▸ **Travail demandé**
Poursuivez la rédaction de l'extrait sur le licenciement pour faute grave, à la suite de sa dernière phrase.

▸ **Extrait à lire**

L'employeur qui se prévaut d'une faute grave du salarié doit prouver l'exactitude des faits imputés à celui-ci dans la lettre de licenciement et doit démontrer que ces faits constituent une violation des obligations du contrat de travail ou des relations de travail d'une importance telle qu'elle rend impossible le maintien du salarié dans l'entreprise ; dans la mesure où l'employeur a procédé à un licenciement pour faute disciplinaire, il appartient au juge d'apprécier, d'une part, si la faute est caractérisée, et, d'autre part, si elle est suffisante pour motiver un licenciement.

La lettre de licenciement qui fixe les limites du litige énonce les griefs suivants :

* vous avez monté une cabale contre votre supérieur hiérarchique et vous le dénigrez en permanence,

* vous avez été l'instigatrice d'une pétition contre lui ainsi que d'une menace de grève pendant la foire de LYON,

* votre mésentente avec lui est notoire et vous avez été entendue à plusieurs reprises faire des commentaires à voix haute qu'il fallait le faire virer,

* vous n'acceptez pas son autorité et donnez des ordres à tout le monde y compris à ses adjoints,

* vous contrôlez le travail de certaines secrétaires sans que cela soit votre mission et vous vous substituez ainsi au responsable de site que vous tentez par tous les moyens de décrédibiliser,

* vous vous êtes empressées par ailleurs de l'accuser -sans preuve sans élément- devant plusieurs personnes d'avoir volé une porte dans le dépôt,

* vous faites ouvertement des commentaires réguliers sur la mauvaise gestion du dépôt,

* vous êtes à l'origine et entretenez un climat malsain avec une bonne partie de l'équipe du dépôt et dupliquez ce comportement avec les partenaires extérieurs,

* vous vous vantez, compte tenu de votre proximité avec le directeur service de pouvoir faire licencier les personnes que vous n'appréciez pas,

* vous vous positionnez clairement comme la supérieure hiérarchique de l'équipe administrative,

* vous vous permettez de faire des commentaires désobligeants sur vos collègues et sur l'entreprise,

* vous liguez les uns contre les autres, vous critiquez tout le monde, vous vous mêlez de ce qui ne vous regarde pas,

* vous donnez des ordres aux responsables de site adjoint et vérifiez voire contrôlez le travail de vos collègues,

* vous vous adressez aux poseurs comme à des animaux,

* vous vous êtes fait détester de la vente.

(Éléments listés dans un jeu de données)

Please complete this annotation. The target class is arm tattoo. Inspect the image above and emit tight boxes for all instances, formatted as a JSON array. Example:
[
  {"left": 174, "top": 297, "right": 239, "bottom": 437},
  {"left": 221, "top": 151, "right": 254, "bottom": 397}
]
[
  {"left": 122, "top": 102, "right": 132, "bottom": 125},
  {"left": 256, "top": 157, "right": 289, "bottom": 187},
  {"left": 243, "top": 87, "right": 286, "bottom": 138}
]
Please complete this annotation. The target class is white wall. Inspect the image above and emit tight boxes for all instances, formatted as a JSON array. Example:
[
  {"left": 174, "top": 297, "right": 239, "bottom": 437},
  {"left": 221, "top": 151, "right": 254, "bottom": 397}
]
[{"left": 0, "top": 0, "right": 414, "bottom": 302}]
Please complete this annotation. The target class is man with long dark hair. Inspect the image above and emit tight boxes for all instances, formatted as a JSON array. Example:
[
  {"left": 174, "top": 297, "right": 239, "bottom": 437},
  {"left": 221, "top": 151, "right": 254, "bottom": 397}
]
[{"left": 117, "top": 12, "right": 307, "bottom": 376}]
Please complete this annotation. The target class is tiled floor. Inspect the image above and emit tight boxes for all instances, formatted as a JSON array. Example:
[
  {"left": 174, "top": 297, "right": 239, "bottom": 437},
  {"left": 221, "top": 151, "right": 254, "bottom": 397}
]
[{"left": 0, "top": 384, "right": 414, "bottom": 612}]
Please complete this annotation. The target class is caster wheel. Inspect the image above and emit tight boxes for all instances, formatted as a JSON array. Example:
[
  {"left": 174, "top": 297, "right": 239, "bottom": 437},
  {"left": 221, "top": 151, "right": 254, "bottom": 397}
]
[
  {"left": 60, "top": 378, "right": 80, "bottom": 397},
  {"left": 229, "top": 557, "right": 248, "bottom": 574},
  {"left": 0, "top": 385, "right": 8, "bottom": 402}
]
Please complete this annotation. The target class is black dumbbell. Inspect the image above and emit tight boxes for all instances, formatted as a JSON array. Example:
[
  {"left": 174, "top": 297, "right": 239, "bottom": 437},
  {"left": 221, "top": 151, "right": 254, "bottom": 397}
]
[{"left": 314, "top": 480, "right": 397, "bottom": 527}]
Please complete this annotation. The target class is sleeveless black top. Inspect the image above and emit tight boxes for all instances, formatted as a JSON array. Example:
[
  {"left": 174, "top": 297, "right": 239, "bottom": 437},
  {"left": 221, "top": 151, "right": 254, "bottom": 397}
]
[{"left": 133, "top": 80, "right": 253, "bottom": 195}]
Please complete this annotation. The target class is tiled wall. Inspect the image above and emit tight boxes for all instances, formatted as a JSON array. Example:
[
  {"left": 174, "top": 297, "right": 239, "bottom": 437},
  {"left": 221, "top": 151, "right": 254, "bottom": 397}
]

▸ **Réponse à l'exercice**
Ensuite, l'employeur résume ainsi ses griefs : un comportement de dénigrement et de critique systématique qui vise à déstabiliser la hiérarchie auprès du reste de l'équipe au point de porter atteinte à son autorité et à son intégrité morale, un comportement général autoritaire, négatif et malsain vis à vis de l'ensemble de l'entourage professionnel, de l'équipe du dépôt, de l'équipe administrative, des installateurs, des équipes commerciales et qui rejaillit sur l'harmonie de l'équipe et sur l'efficacité individuelle et collective.

Par courrier du 26 avril 2010, [W] [N]-[U] a opposé un démenti aux accusations, a précisé qu'elle n'était pas l'instigatrice de la pétition et de la grève mais faisait partie du mouvement et qu'elle n'a jamais dit qu'il fallait virer le responsable du site mais s'est étonné que les personnes placées au dessus de lui ne voyaient pas la mauvaise gestion de l'agence ou fermait les yeux et elle a dénoncé et critiqué de manière virulente le comportement du responsable de site.

[S] [Z], responsable de site, a saisi le comité d'hygiène, de sécurité et des conditions de travail par courrier électronique du 15 mars 2010 et s'est plaint de l'ambiance l'empêchant de faire correctement son travail et d'être victime de harcèlement et de diffamation. ; il n'a mis en cause quiconque nominativement et n'a pas cité [W] [N]-[U].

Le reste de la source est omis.